> **Data under study**:
# # #
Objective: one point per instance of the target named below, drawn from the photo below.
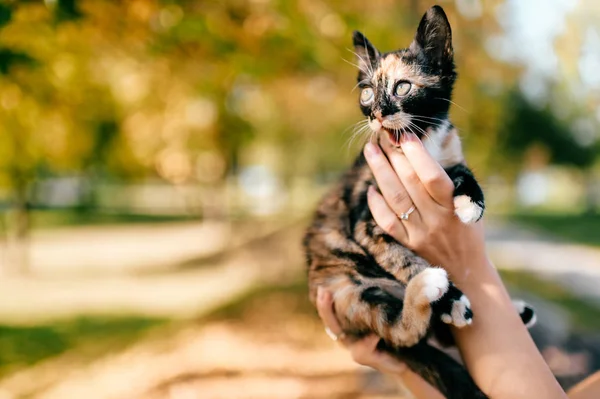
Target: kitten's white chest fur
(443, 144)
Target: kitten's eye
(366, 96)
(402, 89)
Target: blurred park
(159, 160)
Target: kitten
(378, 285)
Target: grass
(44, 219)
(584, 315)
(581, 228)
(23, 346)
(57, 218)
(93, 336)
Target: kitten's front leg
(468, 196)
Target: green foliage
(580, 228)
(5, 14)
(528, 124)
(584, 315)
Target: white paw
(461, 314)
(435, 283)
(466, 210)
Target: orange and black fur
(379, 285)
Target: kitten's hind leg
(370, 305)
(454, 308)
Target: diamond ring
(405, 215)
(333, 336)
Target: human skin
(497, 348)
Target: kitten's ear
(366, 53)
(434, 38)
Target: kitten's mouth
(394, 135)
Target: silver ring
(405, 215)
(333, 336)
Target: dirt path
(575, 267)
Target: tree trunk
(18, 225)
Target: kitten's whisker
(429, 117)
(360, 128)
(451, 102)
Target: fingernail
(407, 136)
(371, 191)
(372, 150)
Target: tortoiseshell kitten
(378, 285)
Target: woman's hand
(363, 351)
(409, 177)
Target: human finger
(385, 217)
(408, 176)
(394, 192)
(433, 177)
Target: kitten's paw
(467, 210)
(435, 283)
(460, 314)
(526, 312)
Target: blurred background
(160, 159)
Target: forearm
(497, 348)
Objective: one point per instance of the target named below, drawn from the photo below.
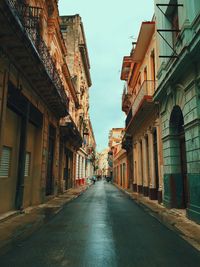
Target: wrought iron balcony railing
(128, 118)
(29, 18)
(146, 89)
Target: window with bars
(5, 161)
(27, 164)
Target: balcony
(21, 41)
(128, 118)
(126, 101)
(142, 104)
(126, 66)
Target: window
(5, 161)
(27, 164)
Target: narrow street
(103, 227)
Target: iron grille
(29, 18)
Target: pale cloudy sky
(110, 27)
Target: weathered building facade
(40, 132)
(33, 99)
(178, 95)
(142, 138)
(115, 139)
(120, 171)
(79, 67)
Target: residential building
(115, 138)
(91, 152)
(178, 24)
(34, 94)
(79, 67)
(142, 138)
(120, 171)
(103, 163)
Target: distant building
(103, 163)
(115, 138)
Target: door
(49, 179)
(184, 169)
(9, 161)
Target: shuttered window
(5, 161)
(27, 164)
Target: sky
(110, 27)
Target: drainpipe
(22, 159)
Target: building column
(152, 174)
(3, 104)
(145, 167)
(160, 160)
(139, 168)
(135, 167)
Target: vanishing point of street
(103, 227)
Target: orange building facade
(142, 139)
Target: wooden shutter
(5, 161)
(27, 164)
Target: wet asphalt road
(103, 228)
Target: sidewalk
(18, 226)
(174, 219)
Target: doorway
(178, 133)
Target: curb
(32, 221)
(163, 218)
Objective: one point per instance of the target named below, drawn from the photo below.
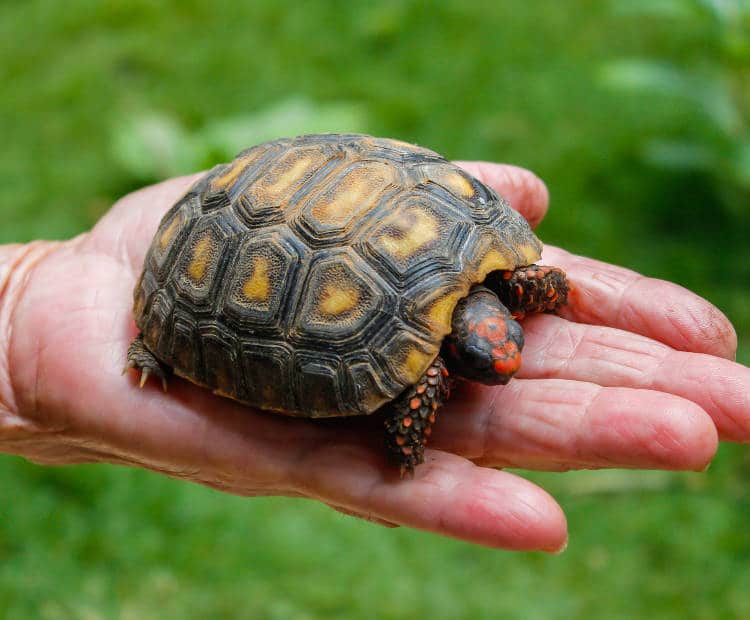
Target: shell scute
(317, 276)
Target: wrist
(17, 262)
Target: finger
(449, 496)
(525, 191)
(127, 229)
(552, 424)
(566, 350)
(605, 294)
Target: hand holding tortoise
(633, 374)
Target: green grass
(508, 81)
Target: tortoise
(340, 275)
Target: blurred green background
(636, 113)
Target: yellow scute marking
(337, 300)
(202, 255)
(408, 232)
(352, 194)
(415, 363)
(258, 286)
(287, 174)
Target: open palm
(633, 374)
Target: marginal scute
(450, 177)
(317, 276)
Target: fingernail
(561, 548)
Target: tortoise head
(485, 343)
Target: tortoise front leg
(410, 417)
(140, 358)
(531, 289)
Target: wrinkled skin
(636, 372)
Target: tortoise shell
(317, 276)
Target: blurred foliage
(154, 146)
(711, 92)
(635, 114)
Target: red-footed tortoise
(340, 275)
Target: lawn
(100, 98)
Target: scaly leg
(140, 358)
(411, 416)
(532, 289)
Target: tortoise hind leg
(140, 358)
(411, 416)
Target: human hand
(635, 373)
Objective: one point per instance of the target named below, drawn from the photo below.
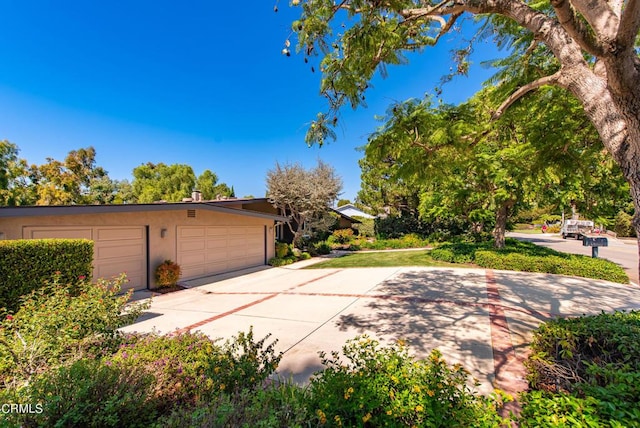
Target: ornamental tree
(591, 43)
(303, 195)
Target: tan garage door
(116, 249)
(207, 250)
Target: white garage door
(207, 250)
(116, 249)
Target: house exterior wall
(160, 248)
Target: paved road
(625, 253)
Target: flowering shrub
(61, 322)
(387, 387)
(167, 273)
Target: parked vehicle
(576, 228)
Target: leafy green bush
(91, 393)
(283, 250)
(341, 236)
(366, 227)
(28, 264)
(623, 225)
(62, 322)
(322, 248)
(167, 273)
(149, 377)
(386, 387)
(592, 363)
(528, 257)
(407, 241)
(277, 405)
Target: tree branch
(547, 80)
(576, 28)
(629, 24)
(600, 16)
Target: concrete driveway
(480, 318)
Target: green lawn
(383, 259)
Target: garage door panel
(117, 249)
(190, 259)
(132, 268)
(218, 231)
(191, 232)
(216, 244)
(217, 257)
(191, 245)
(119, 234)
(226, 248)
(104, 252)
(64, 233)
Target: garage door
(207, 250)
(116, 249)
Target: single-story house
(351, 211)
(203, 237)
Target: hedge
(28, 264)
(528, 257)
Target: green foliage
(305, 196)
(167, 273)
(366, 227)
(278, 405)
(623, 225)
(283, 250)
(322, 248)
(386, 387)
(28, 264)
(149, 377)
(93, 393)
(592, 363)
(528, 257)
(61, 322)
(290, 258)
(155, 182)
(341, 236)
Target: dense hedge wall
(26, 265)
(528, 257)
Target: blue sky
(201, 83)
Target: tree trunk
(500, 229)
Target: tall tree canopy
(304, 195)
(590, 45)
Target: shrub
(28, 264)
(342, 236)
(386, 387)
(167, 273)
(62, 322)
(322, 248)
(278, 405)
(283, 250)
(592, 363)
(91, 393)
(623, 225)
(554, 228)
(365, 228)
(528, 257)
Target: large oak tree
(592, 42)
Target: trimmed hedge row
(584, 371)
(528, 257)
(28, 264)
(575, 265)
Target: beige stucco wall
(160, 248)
# # #
The lines to output run from the one containing "Target: garage door panel" to the last line of the entries; give them back exactly.

Target: garage door panel
(117, 249)
(190, 259)
(132, 268)
(218, 231)
(191, 232)
(216, 244)
(217, 257)
(191, 245)
(119, 234)
(226, 248)
(104, 252)
(64, 233)
Target: garage door
(207, 250)
(116, 249)
Target: single-story house
(351, 211)
(203, 237)
Target: hedge
(28, 264)
(528, 257)
Target: green foliage
(305, 196)
(167, 273)
(366, 227)
(278, 405)
(623, 225)
(283, 250)
(322, 248)
(386, 387)
(28, 264)
(149, 377)
(93, 393)
(592, 363)
(528, 257)
(61, 322)
(290, 258)
(155, 182)
(341, 236)
Target: dense hedge wall
(26, 265)
(528, 257)
Target: blue sky
(201, 83)
Target: tree trunk
(500, 229)
Target: tall tree canopy
(304, 195)
(590, 45)
Target: shrub
(28, 264)
(342, 236)
(386, 387)
(167, 273)
(62, 322)
(322, 248)
(278, 405)
(283, 250)
(592, 363)
(91, 393)
(623, 225)
(554, 228)
(365, 228)
(528, 257)
Target: large oak tree
(592, 42)
Target: trimmed hedge row
(584, 371)
(528, 257)
(28, 264)
(575, 265)
Target: beige stucco wall
(160, 248)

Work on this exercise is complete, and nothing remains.